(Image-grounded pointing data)
<<<<
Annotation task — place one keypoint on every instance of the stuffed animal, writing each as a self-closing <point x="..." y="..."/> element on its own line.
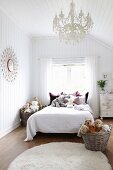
<point x="83" y="130"/>
<point x="106" y="128"/>
<point x="34" y="106"/>
<point x="90" y="125"/>
<point x="70" y="103"/>
<point x="98" y="125"/>
<point x="88" y="122"/>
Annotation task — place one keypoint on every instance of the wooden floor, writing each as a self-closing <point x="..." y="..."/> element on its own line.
<point x="13" y="144"/>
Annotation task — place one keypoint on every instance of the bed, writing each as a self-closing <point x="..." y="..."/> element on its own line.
<point x="58" y="120"/>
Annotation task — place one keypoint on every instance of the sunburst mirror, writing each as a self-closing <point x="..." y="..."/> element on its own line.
<point x="9" y="64"/>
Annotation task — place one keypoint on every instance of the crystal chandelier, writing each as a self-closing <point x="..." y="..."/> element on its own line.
<point x="74" y="27"/>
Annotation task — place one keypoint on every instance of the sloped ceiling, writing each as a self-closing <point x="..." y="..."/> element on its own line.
<point x="35" y="16"/>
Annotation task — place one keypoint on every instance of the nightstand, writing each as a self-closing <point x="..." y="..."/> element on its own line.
<point x="24" y="116"/>
<point x="106" y="105"/>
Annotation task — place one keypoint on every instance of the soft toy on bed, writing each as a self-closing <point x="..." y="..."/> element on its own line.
<point x="34" y="106"/>
<point x="59" y="102"/>
<point x="70" y="103"/>
<point x="83" y="130"/>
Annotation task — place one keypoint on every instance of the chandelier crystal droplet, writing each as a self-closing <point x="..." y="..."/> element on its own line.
<point x="73" y="28"/>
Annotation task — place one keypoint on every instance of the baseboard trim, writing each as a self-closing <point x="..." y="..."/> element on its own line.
<point x="9" y="129"/>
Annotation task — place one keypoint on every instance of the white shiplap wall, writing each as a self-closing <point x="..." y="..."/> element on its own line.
<point x="13" y="95"/>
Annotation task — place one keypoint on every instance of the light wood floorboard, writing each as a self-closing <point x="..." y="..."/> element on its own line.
<point x="13" y="144"/>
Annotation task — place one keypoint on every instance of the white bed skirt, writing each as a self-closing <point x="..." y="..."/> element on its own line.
<point x="56" y="120"/>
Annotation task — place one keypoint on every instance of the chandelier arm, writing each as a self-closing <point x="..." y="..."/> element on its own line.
<point x="72" y="28"/>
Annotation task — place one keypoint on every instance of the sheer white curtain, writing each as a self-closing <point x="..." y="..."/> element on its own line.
<point x="92" y="77"/>
<point x="44" y="79"/>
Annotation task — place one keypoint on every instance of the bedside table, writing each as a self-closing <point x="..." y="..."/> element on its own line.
<point x="106" y="105"/>
<point x="24" y="116"/>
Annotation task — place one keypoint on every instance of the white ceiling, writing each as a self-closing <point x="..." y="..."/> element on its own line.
<point x="35" y="16"/>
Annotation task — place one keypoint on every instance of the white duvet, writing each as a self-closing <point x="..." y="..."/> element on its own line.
<point x="57" y="120"/>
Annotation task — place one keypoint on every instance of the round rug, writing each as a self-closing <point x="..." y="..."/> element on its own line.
<point x="60" y="156"/>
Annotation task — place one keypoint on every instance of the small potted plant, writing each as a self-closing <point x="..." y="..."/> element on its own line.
<point x="101" y="84"/>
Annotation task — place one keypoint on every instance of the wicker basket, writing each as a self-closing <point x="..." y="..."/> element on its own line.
<point x="96" y="141"/>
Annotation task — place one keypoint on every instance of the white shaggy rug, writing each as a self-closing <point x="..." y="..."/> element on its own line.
<point x="60" y="156"/>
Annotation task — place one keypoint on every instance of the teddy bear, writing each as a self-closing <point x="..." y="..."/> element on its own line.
<point x="90" y="125"/>
<point x="98" y="125"/>
<point x="106" y="128"/>
<point x="34" y="106"/>
<point x="83" y="130"/>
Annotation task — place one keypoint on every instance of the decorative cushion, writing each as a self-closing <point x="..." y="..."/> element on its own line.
<point x="52" y="97"/>
<point x="76" y="101"/>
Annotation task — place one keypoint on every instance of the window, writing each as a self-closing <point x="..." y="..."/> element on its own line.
<point x="68" y="78"/>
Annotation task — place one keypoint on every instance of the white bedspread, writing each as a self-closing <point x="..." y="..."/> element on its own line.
<point x="57" y="120"/>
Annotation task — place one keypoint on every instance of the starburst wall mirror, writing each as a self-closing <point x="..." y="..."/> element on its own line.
>>>>
> **WORK ITEM**: Write out all of the records above. Keep them exact and leave out the pictures.

> **RESULT BELOW**:
Annotation task — place one keypoint on every instance of the stuffed animal, writing each as a self-closing <point x="..." y="..."/> element on its own line.
<point x="83" y="130"/>
<point x="106" y="128"/>
<point x="34" y="106"/>
<point x="90" y="125"/>
<point x="70" y="103"/>
<point x="98" y="125"/>
<point x="88" y="122"/>
Annotation task — place one keypoint on every instance of the wooden floor, writing each as a self-closing <point x="..." y="..."/> element on its own line.
<point x="13" y="144"/>
Annotation task — place one keypoint on every instance of the bed, writing each as a self-closing <point x="..." y="..."/> element on its own line.
<point x="58" y="120"/>
Annotation task — place one keypoint on every instance of the sunburst mirror, writing each as a self-closing <point x="..." y="..."/> element on its own line.
<point x="9" y="64"/>
Annotation task — place one keypoint on every instance of the crystal chandelier, writing each as a self-closing <point x="..." y="..."/> element on its own line.
<point x="74" y="27"/>
Annotation task — place one keypoint on every instance of the sloped ceiling, writing each as a self-closing <point x="..." y="..."/> element on its own line.
<point x="35" y="16"/>
Annotation task — place one keypoint on every instance of the nightstand, writing each as a self-closing <point x="..." y="..."/> element on its own line.
<point x="24" y="116"/>
<point x="106" y="105"/>
Annotation task — place one keypoint on every instance of the soft toy on bed, writing each as a self-closing <point x="..." y="..."/> element on its own line.
<point x="34" y="106"/>
<point x="59" y="102"/>
<point x="70" y="103"/>
<point x="83" y="130"/>
Annotation task — place one keypoint on every instance of the chandelier crystal droplet, writing each as a self-closing <point x="..." y="..."/> element on its own line.
<point x="73" y="28"/>
Annotation task — place one keypoint on every instance of the baseboard trim, writing each as a self-closing <point x="..." y="..."/> element on its own line.
<point x="9" y="129"/>
Annotation task — place one keypoint on every instance of the white shiplap wall, writing each as a self-closing <point x="..." y="..."/> element on its own line.
<point x="13" y="95"/>
Annotation task — place one keypoint on every instance of the light wood floorboard, writing each as a self-closing <point x="..." y="..."/> element on its own line.
<point x="13" y="144"/>
Annotation task — place one keypoint on every instance of the white bed skirt, writing each as a self-closing <point x="..." y="..."/> element on its own line.
<point x="56" y="120"/>
Annotation task — place one keypoint on every instance of the chandelier arm, writing each as a self-closing <point x="..." y="..."/> element on its own line.
<point x="72" y="28"/>
Annotation task — place one keypoint on every instance of the sheer white curtain, writing each as a self-closing <point x="..." y="..."/> element on its own line.
<point x="92" y="77"/>
<point x="44" y="79"/>
Annotation task — place one keypoint on every instance of the bedside table, writing each as a self-closing <point x="..." y="..."/> element on its own line.
<point x="106" y="105"/>
<point x="24" y="116"/>
Annotation task — place one keypoint on every instance of the white ceiling, writing each as a self-closing <point x="..." y="..."/> element on its own line.
<point x="35" y="16"/>
Annotation task — place one keypoint on every instance of the white duvet, writing each as a self-closing <point x="..." y="..."/> element on its own line.
<point x="57" y="120"/>
Annotation task — place one keypoint on every instance of the round rug, writing each as a self-closing <point x="..." y="..."/> element on its own line.
<point x="60" y="156"/>
Annotation task — place one keypoint on every instance of the small potted plant, writing each as a self-closing <point x="..." y="..."/> element on its own line.
<point x="101" y="84"/>
Annotation task — place one keypoint on every instance of the wicker basket, writing each as a self-closing <point x="..." y="..."/> element on its own line.
<point x="96" y="141"/>
Annotation task — place one keypoint on every instance of the white shaggy rug, writing each as a self-closing <point x="..." y="..."/> element on its own line.
<point x="60" y="156"/>
Annotation task — place one keypoint on every instance of the teddy bear, writing each as a self-closing <point x="..." y="..."/> element on its own line.
<point x="90" y="125"/>
<point x="98" y="125"/>
<point x="106" y="128"/>
<point x="34" y="106"/>
<point x="83" y="130"/>
Annotation task — place one keypoint on every instance of the decorative cushion, writing each as a self-closing <point x="..." y="..."/> element on its own line.
<point x="52" y="97"/>
<point x="76" y="101"/>
Annotation task — place one keypoint on every instance of the window, writing each as a self-closing <point x="..." y="..."/> element on its own line.
<point x="68" y="78"/>
Annotation task — place one keypoint on every instance of the white bedspread, writing each as a self-closing <point x="..." y="..."/> element on its own line.
<point x="57" y="120"/>
Annotation task — place one keypoint on every instance of the starburst wall mirror, writing each as a self-closing <point x="..." y="..."/> element on its own line.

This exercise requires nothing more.